Segment Start: Provided information

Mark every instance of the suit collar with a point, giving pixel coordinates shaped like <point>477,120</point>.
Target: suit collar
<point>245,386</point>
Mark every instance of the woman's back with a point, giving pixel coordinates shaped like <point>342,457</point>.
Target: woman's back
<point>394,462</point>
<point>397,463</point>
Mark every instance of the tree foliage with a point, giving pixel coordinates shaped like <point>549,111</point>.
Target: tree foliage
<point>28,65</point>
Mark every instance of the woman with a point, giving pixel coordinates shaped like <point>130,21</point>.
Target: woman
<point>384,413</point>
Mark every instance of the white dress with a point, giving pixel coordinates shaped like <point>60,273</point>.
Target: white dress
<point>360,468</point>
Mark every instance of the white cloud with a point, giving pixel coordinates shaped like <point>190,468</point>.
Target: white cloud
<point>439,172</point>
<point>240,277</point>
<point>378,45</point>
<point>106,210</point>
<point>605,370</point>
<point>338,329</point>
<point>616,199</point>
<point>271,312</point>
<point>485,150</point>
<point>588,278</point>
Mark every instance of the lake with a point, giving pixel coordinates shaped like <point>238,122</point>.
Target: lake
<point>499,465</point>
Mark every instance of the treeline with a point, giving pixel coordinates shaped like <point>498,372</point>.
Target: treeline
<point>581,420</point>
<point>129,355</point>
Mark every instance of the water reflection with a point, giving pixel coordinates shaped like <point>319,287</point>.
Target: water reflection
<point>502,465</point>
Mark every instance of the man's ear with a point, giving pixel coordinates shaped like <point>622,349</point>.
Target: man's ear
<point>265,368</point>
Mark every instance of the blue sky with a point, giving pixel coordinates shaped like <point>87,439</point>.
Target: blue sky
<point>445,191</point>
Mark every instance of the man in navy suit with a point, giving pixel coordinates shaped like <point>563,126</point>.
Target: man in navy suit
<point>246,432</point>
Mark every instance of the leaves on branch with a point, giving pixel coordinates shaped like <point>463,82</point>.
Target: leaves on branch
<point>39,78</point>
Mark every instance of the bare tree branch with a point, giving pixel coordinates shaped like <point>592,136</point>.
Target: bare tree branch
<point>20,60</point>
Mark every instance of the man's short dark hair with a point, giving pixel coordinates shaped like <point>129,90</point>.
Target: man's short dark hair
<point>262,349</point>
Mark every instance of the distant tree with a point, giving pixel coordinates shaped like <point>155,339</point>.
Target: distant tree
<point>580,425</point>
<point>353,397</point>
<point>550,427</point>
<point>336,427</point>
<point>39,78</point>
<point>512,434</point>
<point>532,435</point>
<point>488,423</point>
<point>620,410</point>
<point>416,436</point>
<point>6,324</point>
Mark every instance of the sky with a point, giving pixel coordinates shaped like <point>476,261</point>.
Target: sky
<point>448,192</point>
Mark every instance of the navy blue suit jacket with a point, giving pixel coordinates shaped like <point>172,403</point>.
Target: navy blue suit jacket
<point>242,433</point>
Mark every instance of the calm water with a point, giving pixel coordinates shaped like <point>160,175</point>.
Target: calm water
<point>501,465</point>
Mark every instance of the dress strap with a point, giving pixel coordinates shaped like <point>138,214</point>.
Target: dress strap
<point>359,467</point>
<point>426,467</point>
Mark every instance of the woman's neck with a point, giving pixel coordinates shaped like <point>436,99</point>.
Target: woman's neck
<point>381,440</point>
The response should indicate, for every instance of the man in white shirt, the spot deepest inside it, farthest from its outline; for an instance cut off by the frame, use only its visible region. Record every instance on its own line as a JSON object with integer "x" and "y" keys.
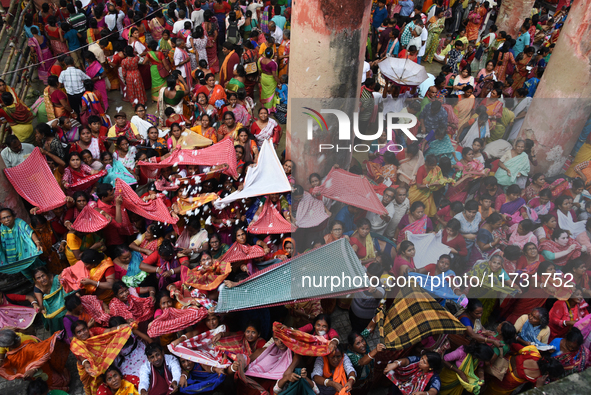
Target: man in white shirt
{"x": 276, "y": 33}
{"x": 424, "y": 36}
{"x": 15, "y": 152}
{"x": 380, "y": 222}
{"x": 197, "y": 14}
{"x": 179, "y": 57}
{"x": 401, "y": 206}
{"x": 366, "y": 72}
{"x": 167, "y": 367}
{"x": 114, "y": 19}
{"x": 180, "y": 24}
{"x": 253, "y": 8}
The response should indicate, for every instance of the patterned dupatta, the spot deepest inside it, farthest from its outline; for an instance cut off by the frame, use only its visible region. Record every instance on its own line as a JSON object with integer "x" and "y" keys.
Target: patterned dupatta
{"x": 410, "y": 379}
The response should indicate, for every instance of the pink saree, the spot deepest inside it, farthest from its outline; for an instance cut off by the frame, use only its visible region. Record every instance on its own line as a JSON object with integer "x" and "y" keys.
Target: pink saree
{"x": 92, "y": 71}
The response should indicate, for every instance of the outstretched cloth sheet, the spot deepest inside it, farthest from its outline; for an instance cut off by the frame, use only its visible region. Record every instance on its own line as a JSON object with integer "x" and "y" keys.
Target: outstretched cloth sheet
{"x": 428, "y": 248}
{"x": 35, "y": 182}
{"x": 242, "y": 252}
{"x": 414, "y": 316}
{"x": 270, "y": 221}
{"x": 218, "y": 154}
{"x": 35, "y": 354}
{"x": 299, "y": 342}
{"x": 155, "y": 209}
{"x": 101, "y": 350}
{"x": 174, "y": 320}
{"x": 256, "y": 181}
{"x": 348, "y": 188}
{"x": 301, "y": 278}
{"x": 200, "y": 349}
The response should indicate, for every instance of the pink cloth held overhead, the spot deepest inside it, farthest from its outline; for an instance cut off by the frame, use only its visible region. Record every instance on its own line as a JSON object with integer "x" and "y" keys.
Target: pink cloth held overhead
{"x": 89, "y": 221}
{"x": 348, "y": 188}
{"x": 270, "y": 221}
{"x": 27, "y": 178}
{"x": 174, "y": 320}
{"x": 218, "y": 154}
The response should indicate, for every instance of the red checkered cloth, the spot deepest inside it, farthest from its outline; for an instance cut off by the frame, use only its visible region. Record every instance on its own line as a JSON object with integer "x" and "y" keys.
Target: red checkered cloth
{"x": 155, "y": 209}
{"x": 270, "y": 222}
{"x": 94, "y": 308}
{"x": 89, "y": 221}
{"x": 173, "y": 320}
{"x": 200, "y": 349}
{"x": 242, "y": 252}
{"x": 35, "y": 182}
{"x": 348, "y": 188}
{"x": 87, "y": 182}
{"x": 140, "y": 309}
{"x": 218, "y": 154}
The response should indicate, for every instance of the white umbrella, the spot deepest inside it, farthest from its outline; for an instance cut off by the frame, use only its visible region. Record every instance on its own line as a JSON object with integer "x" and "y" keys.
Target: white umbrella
{"x": 403, "y": 71}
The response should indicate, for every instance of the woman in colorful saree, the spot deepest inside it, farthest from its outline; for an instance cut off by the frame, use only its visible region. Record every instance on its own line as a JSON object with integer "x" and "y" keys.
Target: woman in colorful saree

Segment End: Provided information

Description of the task
Reproduce all of the data exactly, omitting each picture it holds.

Response for this exercise
Mark every instance of the suit collar with a point, giving pixel coordinates shaped like <point>477,120</point>.
Target: suit collar
<point>245,386</point>
Mark every instance of the woman's back with a point, giving pixel coordinates shaped like <point>342,457</point>.
Target: woman's back
<point>394,462</point>
<point>397,463</point>
Mark every instance of the tree foliage with a point, giving pixel coordinates shaped like <point>549,111</point>.
Target: tree foliage
<point>28,65</point>
Mark every instance of the woman with a point, giving pixel coordinates shaped like <point>130,21</point>.
Target: woman
<point>384,413</point>
Mark every instance of the white dress with a point, giving pixel coordinates shaped like <point>60,273</point>.
Target: white dress
<point>360,468</point>
Mark every instance of the white cloud with a point, giving pixel coordinates shaped like <point>190,468</point>.
Target: white cloud
<point>439,172</point>
<point>240,277</point>
<point>378,45</point>
<point>106,210</point>
<point>605,370</point>
<point>338,329</point>
<point>616,199</point>
<point>271,312</point>
<point>485,150</point>
<point>588,278</point>
Mark every instance of the lake with a point, giving pixel coordinates shaped like <point>238,122</point>.
Target: lake
<point>499,465</point>
Mark every instance of the treeline with a point, giving pixel coordinates shaped like <point>498,372</point>.
Target: treeline
<point>581,420</point>
<point>129,355</point>
Mark every instance of the water reflection with a point, giving pixel coordinates shaped like <point>319,287</point>.
Target: water reflection
<point>502,465</point>
Mark every instance of the man's ear with a point, giving pixel coordinates shaped like <point>622,349</point>.
Target: man's ear
<point>265,368</point>
Mark every instance of the blue sky with a point, giving pixel coordinates shaped like <point>87,439</point>.
Target: blue sky
<point>445,191</point>
Mark every instance of the man in navy suit with a point, giving pixel coordinates shaped like <point>563,126</point>.
Target: man in navy suit
<point>246,432</point>
Mark every instance of the leaves on branch with a point, giving pixel coordinates shaped like <point>463,82</point>.
Target: leaves on branch
<point>39,78</point>
Mark every instance of the bare tree branch with a point, giving pixel coordinates shaped like <point>592,136</point>.
Target: bare tree branch
<point>20,60</point>
Mark every instance of the man's short dark hair with a point, giving pixel coordinates shaped like <point>129,90</point>.
Target: man's short dark hair
<point>262,349</point>
Mark every instance of the distant tree with a point, giving pixel coordinates shaped like <point>155,339</point>.
Target: distant tree
<point>580,425</point>
<point>353,397</point>
<point>550,427</point>
<point>336,427</point>
<point>39,78</point>
<point>512,434</point>
<point>532,435</point>
<point>488,423</point>
<point>620,410</point>
<point>416,436</point>
<point>6,324</point>
Mark every instance of the sky with a point, giving pixel coordinates shaped like <point>476,261</point>.
Target: sky
<point>448,192</point>
Mark every instance of the navy blue suit jacket with a point, giving pixel coordinates shaped like <point>172,403</point>.
Target: navy blue suit jacket
<point>242,433</point>
Mark every instance of the calm water with a point, giving pixel coordinates shaped like <point>160,175</point>.
Target: calm water
<point>501,465</point>
Mark every instance of the dress strap with a point, giving pixel coordinates shaped like <point>138,214</point>.
Target: dress strap
<point>359,467</point>
<point>426,467</point>
Mark every instance of the woman's neck with a point, giving pixel coordinates shaped like <point>436,99</point>.
Target: woman's neck
<point>381,440</point>
The response should indicate, for every instance of the man in white shirt, the spot deepest inside it, farthest from its outline; for an instance cut off by the frame, use only its visible region. Record every instance on its own line as a JSON object with integer "x" and "y" keys.
Target: man in white shirt
{"x": 276, "y": 33}
{"x": 424, "y": 36}
{"x": 15, "y": 152}
{"x": 380, "y": 222}
{"x": 197, "y": 14}
{"x": 179, "y": 57}
{"x": 401, "y": 206}
{"x": 366, "y": 72}
{"x": 167, "y": 367}
{"x": 114, "y": 19}
{"x": 180, "y": 24}
{"x": 253, "y": 8}
The response should indicate, for every instance of the patterned dupatta, the spot deepest inside it, farthest from its outline; for an instance cut off by the frame, use only its visible region. Record every instance on its own line as a JSON object with integer "x" and "y" keys.
Target: patterned dupatta
{"x": 410, "y": 379}
The response should indicate, for every instance of the pink saree, the spot deepest inside it, farthest from its outline; for an instance cut off by the frame, use only its visible region. Record every instance on its own line as a JSON object with integer "x" and "y" keys.
Target: pink saree
{"x": 92, "y": 71}
The response should indicate, for every instance of the outstretched cloth sheet, the spot deepest inside it, farthest from its outline; for an instance cut off by the frame, use only its visible region. Record every instance on its own line as a JSON object with integer "x" and "y" keys.
Target: outstretched cloth sheet
{"x": 428, "y": 248}
{"x": 35, "y": 182}
{"x": 242, "y": 252}
{"x": 414, "y": 316}
{"x": 270, "y": 221}
{"x": 218, "y": 154}
{"x": 35, "y": 354}
{"x": 299, "y": 342}
{"x": 155, "y": 209}
{"x": 101, "y": 350}
{"x": 174, "y": 320}
{"x": 256, "y": 181}
{"x": 348, "y": 188}
{"x": 301, "y": 278}
{"x": 200, "y": 349}
The response should indicate, for every instance of the pink cloth held overhead, the spot deepest inside it, farthest from its outline; for an instance cut off by the frame, use only its visible region. Record every instance on its own line as a JSON object with integer "x" and "y" keys.
Target: pink cloth held overhead
{"x": 89, "y": 221}
{"x": 348, "y": 188}
{"x": 270, "y": 221}
{"x": 27, "y": 178}
{"x": 174, "y": 320}
{"x": 218, "y": 154}
The response should indicate, for every instance of the red checkered cloth, the spot deepest inside it, farthest from its outline; for an instance cut off by the frame, use only its visible region. Record every instance on its own line as a JSON object with integer "x" and "y" keys.
Target: red checkered cloth
{"x": 155, "y": 209}
{"x": 270, "y": 222}
{"x": 94, "y": 308}
{"x": 89, "y": 221}
{"x": 173, "y": 320}
{"x": 200, "y": 349}
{"x": 242, "y": 252}
{"x": 35, "y": 182}
{"x": 348, "y": 188}
{"x": 87, "y": 182}
{"x": 140, "y": 309}
{"x": 218, "y": 154}
The response should indicate, for every instance of the white umbrella, the spot deepest inside it, farthest from its outline; for an instance cut off by the frame, use only its visible region. Record every instance on its own line as a JSON object with integer "x" and "y" keys.
Target: white umbrella
{"x": 403, "y": 71}
The response should indicate, for every instance of the woman in colorful saree, the spot deepest inside it, farthest from its outline; for an instance cut off by the frame, use only its visible region. Record every instance on its own line as a JSON object with integer "x" and "y" keys.
Target: woman in colorful saree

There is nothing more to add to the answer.